* [Direction]:
Convert all of the items below into a JSON list of strings, one string per line, with blank lines and the pictures left out.

* [Records supplied]:
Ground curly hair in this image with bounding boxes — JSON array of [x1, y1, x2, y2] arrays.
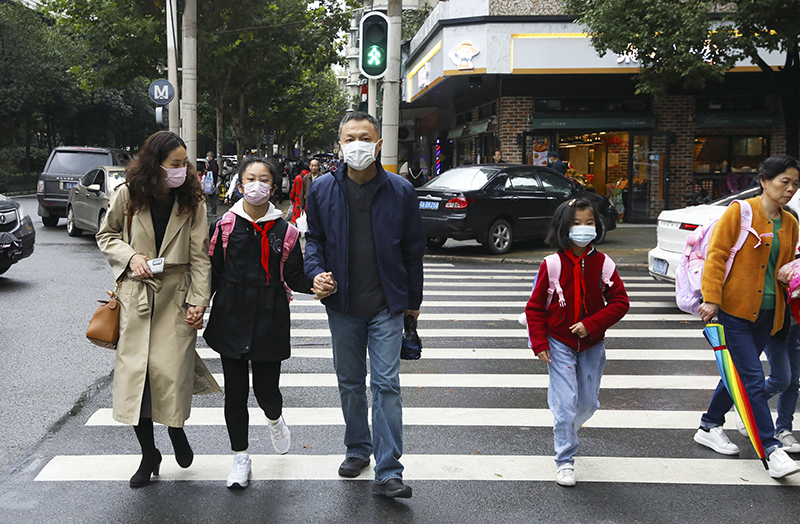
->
[[125, 131, 203, 214]]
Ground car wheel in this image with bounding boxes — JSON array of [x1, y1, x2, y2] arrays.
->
[[483, 218, 514, 255], [425, 237, 447, 249], [67, 207, 83, 237], [593, 218, 608, 245]]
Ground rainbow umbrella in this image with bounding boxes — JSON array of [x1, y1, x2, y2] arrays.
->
[[703, 324, 769, 469]]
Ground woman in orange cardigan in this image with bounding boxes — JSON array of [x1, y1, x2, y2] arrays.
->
[[694, 155, 800, 478]]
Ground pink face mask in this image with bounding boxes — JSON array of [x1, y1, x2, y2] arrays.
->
[[244, 180, 272, 206], [161, 166, 186, 189]]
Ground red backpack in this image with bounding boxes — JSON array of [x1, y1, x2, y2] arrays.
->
[[208, 211, 300, 301]]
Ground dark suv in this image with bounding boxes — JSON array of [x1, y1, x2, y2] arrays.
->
[[36, 147, 132, 227], [0, 195, 36, 275]]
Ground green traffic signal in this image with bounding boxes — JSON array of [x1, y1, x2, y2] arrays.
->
[[360, 11, 389, 78]]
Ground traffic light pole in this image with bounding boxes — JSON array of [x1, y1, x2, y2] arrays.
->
[[381, 0, 403, 173]]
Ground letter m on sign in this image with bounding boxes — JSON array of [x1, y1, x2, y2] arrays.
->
[[153, 85, 169, 100]]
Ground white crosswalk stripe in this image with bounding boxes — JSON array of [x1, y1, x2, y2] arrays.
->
[[36, 262, 800, 487]]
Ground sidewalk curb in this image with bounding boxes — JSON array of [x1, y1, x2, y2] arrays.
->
[[425, 253, 647, 271]]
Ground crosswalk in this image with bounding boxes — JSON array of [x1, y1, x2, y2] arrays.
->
[[36, 263, 800, 486]]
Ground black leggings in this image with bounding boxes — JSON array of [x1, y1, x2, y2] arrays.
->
[[221, 357, 283, 451]]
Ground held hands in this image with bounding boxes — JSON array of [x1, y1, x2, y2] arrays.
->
[[184, 306, 206, 331], [698, 302, 719, 323], [311, 271, 336, 300], [568, 322, 589, 338], [128, 253, 153, 278]]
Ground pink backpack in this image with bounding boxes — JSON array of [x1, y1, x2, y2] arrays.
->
[[208, 211, 300, 301], [519, 253, 617, 347], [675, 200, 772, 316]]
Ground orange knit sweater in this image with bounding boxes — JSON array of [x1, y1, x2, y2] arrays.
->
[[702, 196, 798, 335]]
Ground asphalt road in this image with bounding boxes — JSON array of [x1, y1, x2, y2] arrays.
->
[[0, 198, 800, 523]]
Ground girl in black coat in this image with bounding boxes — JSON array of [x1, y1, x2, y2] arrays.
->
[[203, 158, 313, 488]]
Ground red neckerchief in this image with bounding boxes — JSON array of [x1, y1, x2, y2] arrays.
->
[[250, 220, 275, 284], [564, 246, 591, 323]]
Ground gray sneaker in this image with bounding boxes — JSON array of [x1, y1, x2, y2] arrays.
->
[[775, 429, 800, 453]]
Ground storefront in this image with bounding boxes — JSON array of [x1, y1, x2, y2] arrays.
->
[[401, 10, 785, 222]]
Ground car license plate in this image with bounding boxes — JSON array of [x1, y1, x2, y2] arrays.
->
[[653, 258, 669, 275]]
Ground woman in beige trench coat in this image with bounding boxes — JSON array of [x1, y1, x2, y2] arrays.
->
[[97, 131, 211, 487]]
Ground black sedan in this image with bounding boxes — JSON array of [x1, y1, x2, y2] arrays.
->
[[0, 195, 36, 275], [417, 164, 617, 255]]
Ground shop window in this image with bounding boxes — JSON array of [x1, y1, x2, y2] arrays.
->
[[693, 136, 769, 174]]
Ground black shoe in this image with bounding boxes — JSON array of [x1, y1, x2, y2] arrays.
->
[[167, 426, 194, 469], [339, 457, 369, 478], [372, 479, 411, 499], [130, 450, 161, 488]]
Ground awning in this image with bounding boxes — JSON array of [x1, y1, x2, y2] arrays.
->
[[447, 126, 464, 138]]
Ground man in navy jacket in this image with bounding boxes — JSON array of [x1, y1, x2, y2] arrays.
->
[[305, 112, 425, 498]]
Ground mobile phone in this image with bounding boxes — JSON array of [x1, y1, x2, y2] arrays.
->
[[147, 258, 164, 275]]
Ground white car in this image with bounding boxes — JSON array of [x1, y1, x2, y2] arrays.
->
[[647, 187, 800, 283]]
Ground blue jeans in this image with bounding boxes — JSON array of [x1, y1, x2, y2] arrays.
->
[[547, 336, 606, 467], [700, 309, 780, 455], [327, 308, 403, 484], [764, 324, 800, 435]]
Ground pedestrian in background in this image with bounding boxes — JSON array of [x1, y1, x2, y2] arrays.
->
[[305, 112, 425, 498], [203, 158, 324, 488], [694, 155, 800, 478], [97, 131, 211, 487], [525, 199, 630, 486]]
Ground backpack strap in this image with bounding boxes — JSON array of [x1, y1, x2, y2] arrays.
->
[[544, 253, 567, 309], [208, 211, 236, 256], [281, 222, 300, 301]]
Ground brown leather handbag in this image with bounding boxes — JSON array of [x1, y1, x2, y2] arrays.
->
[[86, 201, 133, 349], [86, 291, 119, 349]]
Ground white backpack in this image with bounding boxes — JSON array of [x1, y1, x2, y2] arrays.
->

* [Output below]:
[
  "Ground curly hair in this image with bounding boxes — JSON array of [x1, y1, x2, y2] arrays.",
  "->",
  "[[125, 131, 203, 214]]",
  "Ground car wheel in this image with bounding boxes — JSON array of [x1, y1, x2, y2] arrays.",
  "->",
  "[[483, 218, 514, 255], [425, 237, 447, 249], [67, 207, 83, 237], [593, 218, 608, 245]]",
  "Ground rainbow umbrella in this image with bounding boxes — JSON array of [x1, y1, x2, y2] arrays.",
  "->",
  "[[703, 324, 769, 469]]",
  "Ground woman in orange cardigan in this image with bounding boxes — JSON array of [x1, y1, x2, y2] arrays.",
  "->",
  "[[694, 155, 800, 478]]",
  "Ground pink face mask in this image with bounding boxes — JSON array of [x1, y1, x2, y2] arrays.",
  "->",
  "[[244, 180, 272, 206], [161, 166, 186, 189]]",
  "Ground red backpack in this image with bounding boxes — JSON array of [x1, y1, x2, y2] arrays.",
  "->",
  "[[208, 211, 300, 301]]",
  "Ground dark suv in this image with bounding boxes — JSON array of [x1, y1, x2, y2] arrays.",
  "->",
  "[[36, 147, 132, 227], [0, 195, 36, 275]]",
  "Ground green traffic signal in this image with bounding boxes — JSON array of [x1, y1, x2, y2] arrays.",
  "->",
  "[[360, 11, 389, 78]]",
  "Ground traffic light pole in this image with bounding boxes — JSON array of [x1, y1, x2, y2] arrays.",
  "->",
  "[[381, 0, 403, 173]]",
  "Ground letter m on sign in this image with bounding boxes — JSON array of [x1, y1, x2, y2] arrays.",
  "->",
  "[[153, 85, 169, 100]]",
  "Ground white crosswalk stripe in this image with bounding boxes — JSON array of [x1, y1, x2, y2] arrays.",
  "->",
  "[[36, 262, 800, 487]]",
  "Ground sidewalk curb in this image with bounding boxes — JSON array of [x1, y1, x2, y2] arrays.",
  "->",
  "[[425, 253, 647, 271]]",
  "Ground crosswalk in this image with bounding boxes — JSON array of [x1, y1, x2, y2] arrays.",
  "->",
  "[[36, 263, 800, 486]]",
  "Ground black leggings in this image with bounding boxes — JSON array of [x1, y1, x2, y2] arrays.",
  "->",
  "[[221, 357, 283, 451]]",
  "Ground held hands in this image with bounding boxes — JSON array of [x1, y1, x2, y2] arrays.",
  "->",
  "[[184, 306, 206, 331], [698, 302, 719, 323], [311, 271, 336, 300], [568, 322, 589, 338], [128, 253, 153, 278]]",
  "Ground pink backpack in this image with bounding boxes — JSON array of [x1, y1, x2, y2] arrays.",
  "->",
  "[[208, 211, 300, 301], [519, 253, 617, 347], [675, 200, 772, 316]]",
  "Ground orange knit sweater in this image with bounding boxes — JSON array of [x1, y1, x2, y2] arrays.",
  "->",
  "[[702, 196, 798, 335]]",
  "Ground asphalt road in this image with bounding boxes — JSON array of [x1, y1, x2, y2] arrays.",
  "->",
  "[[0, 198, 800, 523]]",
  "Ground girl in black coat in this image with bounding boxes — JSON array of [x1, y1, x2, y2] arrays.",
  "->",
  "[[203, 158, 313, 488]]",
  "Ground red neckerchief in this image with bounding boxes — JSON array of [x1, y1, x2, y2] arrays.",
  "->",
  "[[250, 220, 275, 284], [564, 246, 591, 323]]",
  "Ground gray sneaker in this image with bounding boxes — JSON array of [x1, y1, x2, y2] arrays.",
  "->",
  "[[775, 429, 800, 453]]",
  "Ground storefront in this image with bounding boxes — JSON array of [x1, y1, x2, y2] arrays.",
  "->",
  "[[401, 10, 785, 222]]",
  "Ground car license plate in this image with bounding boxes — JSON array of [x1, y1, x2, y2] arrays.",
  "->",
  "[[653, 258, 669, 275]]",
  "Ground woman in beige trench coat in this image with bounding boxes — JSON array of [x1, y1, x2, y2] arrays.",
  "->",
  "[[97, 131, 211, 487]]",
  "Ground black sedan in this image with bounding boxes — JSON array of [x1, y1, x2, y2] arrays.",
  "->",
  "[[0, 195, 36, 275], [417, 164, 617, 255]]",
  "Ground shop window in this image with bounding boxes — JSON array of [x1, y1, x2, y2] arrays.",
  "->",
  "[[693, 136, 769, 174]]",
  "Ground black shoe in this image with bounding boxes — JSON array of [x1, y1, x2, y2] arrays.",
  "->",
  "[[167, 426, 194, 469], [339, 457, 369, 478], [372, 479, 411, 499], [130, 450, 161, 488]]",
  "Ground awning in this image with bounding boxes — JSON array of [x1, y1, x2, y2] arrays.",
  "->",
  "[[447, 126, 464, 138]]",
  "Ground man in navy jacket in this image with bounding boxes — JSON array of [x1, y1, x2, y2] arrays.",
  "->",
  "[[305, 112, 425, 498]]",
  "Ground mobile phone in this image with bounding boxes — JSON array of [x1, y1, x2, y2] arrays.",
  "->",
  "[[147, 258, 164, 275]]",
  "Ground white car in this image with bounding boxes — JSON array of [x1, y1, x2, y2] arrays.",
  "->",
  "[[647, 187, 800, 283]]",
  "Ground blue jeans in this image with bounding boxes — JSON array of [x1, y1, x2, y2] arrays.",
  "->",
  "[[547, 336, 606, 467], [700, 309, 780, 455], [327, 308, 403, 484], [764, 324, 800, 435]]",
  "Ground pedestrian in background in this image with bounding boxes — JSON array of [x1, y1, x2, y2] arrays.",
  "->",
  "[[305, 112, 425, 498], [203, 158, 324, 488], [694, 155, 800, 478], [97, 131, 211, 487], [525, 199, 630, 486]]",
  "Ground backpack strap in this image with bounding boxes — JSON array of [x1, y1, x2, y2] arrays.",
  "->",
  "[[544, 253, 567, 309], [208, 211, 236, 256], [281, 222, 300, 301]]",
  "Ground brown leather handbag in this image with bounding boxes — JSON array of [x1, y1, x2, y2] arrays.",
  "->",
  "[[86, 201, 133, 349], [86, 291, 119, 349]]",
  "Ground white backpack in this image with bounding boxes — JSON array of [x1, y1, x2, y2] arrays.",
  "->"
]